**WHAT YOU NEED TO DO**
Could you convert only the material from the line with "Could you kindly segment every instance of the thorn" through the line with "54L158 43L152 43L151" into a two-column CSV headed instruction and response, with one row pairing each text with its answer? Put each value in a single quoted field, with its line breaks replaced by spaces.

**DATA PROVIDED**
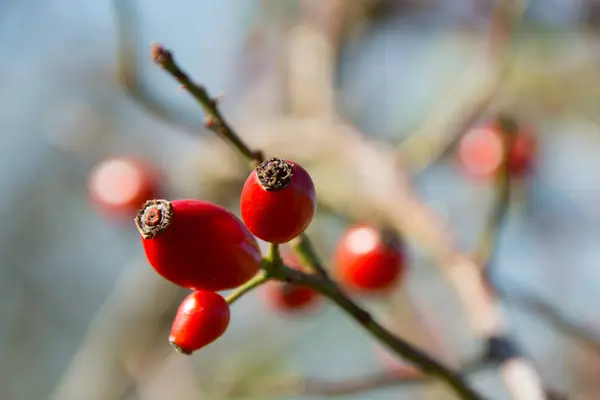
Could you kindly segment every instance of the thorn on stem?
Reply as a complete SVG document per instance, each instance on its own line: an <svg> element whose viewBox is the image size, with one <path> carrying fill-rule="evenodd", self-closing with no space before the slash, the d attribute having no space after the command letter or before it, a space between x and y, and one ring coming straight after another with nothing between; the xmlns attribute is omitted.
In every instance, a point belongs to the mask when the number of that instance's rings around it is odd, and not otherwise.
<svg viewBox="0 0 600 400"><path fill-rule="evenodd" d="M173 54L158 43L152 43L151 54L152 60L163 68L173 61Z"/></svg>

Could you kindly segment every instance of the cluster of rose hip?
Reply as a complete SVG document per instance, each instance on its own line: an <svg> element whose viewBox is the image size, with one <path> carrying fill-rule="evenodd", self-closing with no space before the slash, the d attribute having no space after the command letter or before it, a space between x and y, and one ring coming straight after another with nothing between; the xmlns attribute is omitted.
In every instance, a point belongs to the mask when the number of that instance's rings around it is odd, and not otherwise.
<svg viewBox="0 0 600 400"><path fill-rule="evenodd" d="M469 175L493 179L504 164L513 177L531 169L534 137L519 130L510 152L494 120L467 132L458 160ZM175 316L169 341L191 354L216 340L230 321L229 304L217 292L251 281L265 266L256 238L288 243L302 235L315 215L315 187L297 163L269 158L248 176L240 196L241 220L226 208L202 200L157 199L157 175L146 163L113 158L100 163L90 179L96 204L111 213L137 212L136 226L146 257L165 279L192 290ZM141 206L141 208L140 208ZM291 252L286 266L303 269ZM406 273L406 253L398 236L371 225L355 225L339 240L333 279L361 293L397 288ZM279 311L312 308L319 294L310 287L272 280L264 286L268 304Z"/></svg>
--
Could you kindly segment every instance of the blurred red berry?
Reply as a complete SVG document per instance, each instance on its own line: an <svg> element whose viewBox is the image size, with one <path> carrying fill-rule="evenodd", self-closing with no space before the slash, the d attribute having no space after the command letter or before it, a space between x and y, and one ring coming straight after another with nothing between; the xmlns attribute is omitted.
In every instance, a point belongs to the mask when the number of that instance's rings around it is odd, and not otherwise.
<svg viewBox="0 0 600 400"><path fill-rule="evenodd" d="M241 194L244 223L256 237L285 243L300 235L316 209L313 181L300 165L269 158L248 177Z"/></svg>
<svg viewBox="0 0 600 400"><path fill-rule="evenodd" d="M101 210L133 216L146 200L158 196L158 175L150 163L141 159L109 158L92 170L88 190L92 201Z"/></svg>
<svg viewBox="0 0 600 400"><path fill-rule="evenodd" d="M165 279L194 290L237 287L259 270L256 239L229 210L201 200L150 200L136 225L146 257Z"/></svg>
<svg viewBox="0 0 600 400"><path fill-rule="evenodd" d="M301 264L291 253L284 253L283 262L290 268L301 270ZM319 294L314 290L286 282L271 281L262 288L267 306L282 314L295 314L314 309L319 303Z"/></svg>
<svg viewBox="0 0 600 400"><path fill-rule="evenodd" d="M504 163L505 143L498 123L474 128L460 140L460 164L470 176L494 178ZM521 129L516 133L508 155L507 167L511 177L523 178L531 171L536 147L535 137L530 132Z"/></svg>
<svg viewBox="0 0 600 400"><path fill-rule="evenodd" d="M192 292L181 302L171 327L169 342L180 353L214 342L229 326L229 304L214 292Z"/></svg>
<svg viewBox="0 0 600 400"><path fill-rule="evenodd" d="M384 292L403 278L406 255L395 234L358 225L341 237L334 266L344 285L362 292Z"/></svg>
...
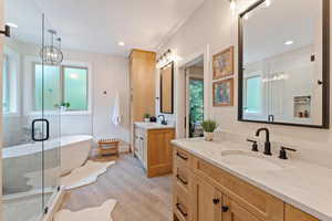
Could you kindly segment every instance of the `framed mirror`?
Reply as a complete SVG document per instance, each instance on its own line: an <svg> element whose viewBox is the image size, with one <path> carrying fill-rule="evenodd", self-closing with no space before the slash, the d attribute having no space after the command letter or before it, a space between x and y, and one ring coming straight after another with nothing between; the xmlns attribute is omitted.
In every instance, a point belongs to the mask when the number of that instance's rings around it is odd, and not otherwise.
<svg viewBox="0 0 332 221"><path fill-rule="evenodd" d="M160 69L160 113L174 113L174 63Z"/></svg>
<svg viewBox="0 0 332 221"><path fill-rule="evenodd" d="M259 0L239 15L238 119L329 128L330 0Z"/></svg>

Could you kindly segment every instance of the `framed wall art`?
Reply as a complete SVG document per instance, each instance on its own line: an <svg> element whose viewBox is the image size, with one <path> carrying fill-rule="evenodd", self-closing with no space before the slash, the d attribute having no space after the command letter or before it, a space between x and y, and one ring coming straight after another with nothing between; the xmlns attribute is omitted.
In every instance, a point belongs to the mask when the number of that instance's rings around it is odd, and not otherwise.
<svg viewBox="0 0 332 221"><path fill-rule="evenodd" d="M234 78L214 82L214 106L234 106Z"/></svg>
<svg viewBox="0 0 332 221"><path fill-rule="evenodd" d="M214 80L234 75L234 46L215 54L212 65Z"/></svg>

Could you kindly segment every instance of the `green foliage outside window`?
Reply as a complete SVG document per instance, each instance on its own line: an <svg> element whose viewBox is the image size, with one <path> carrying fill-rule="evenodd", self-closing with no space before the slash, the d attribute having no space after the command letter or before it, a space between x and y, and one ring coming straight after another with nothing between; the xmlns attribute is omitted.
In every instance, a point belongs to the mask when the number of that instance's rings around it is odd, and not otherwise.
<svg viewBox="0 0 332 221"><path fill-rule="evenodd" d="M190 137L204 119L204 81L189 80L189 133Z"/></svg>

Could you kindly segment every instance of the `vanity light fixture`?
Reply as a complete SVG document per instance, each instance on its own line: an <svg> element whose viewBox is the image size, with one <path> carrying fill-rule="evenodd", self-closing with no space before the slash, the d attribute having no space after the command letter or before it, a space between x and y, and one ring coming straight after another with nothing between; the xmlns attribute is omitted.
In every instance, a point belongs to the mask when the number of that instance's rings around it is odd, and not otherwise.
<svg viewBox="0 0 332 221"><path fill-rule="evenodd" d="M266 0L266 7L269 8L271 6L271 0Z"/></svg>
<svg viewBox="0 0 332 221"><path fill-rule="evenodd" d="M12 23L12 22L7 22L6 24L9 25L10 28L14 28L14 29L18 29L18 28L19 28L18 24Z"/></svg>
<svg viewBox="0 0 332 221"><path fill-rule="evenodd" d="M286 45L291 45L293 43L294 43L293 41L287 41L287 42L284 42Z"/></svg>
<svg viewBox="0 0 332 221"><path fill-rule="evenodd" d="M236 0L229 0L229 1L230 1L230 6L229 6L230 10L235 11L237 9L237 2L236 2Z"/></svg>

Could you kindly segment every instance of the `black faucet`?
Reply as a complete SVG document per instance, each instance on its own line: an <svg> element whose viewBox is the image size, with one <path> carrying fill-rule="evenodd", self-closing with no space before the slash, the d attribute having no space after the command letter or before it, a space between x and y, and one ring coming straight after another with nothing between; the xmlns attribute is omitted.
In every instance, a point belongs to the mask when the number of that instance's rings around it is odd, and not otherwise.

**RESULT FOR THIS TASK**
instruction,response
"Could you kindly segment every instance of the thorn on stem? Reply as a complete SVG document per instance, each instance on its own line: an <svg> element whose viewBox is the image size, with one <path> carrying fill-rule=""evenodd"", self-closing with no space before the slash, the d attribute having no space after the command letter or before it, a space between x and y, and one ring coming straight after another with nothing between; the xmlns attribute is omitted. In every instance, a point belongs to the mask when the number of that instance's rings around it is odd, and not otherwise.","<svg viewBox=""0 0 600 400""><path fill-rule=""evenodd"" d=""M173 54L158 43L152 43L151 54L152 60L163 68L173 61Z""/></svg>"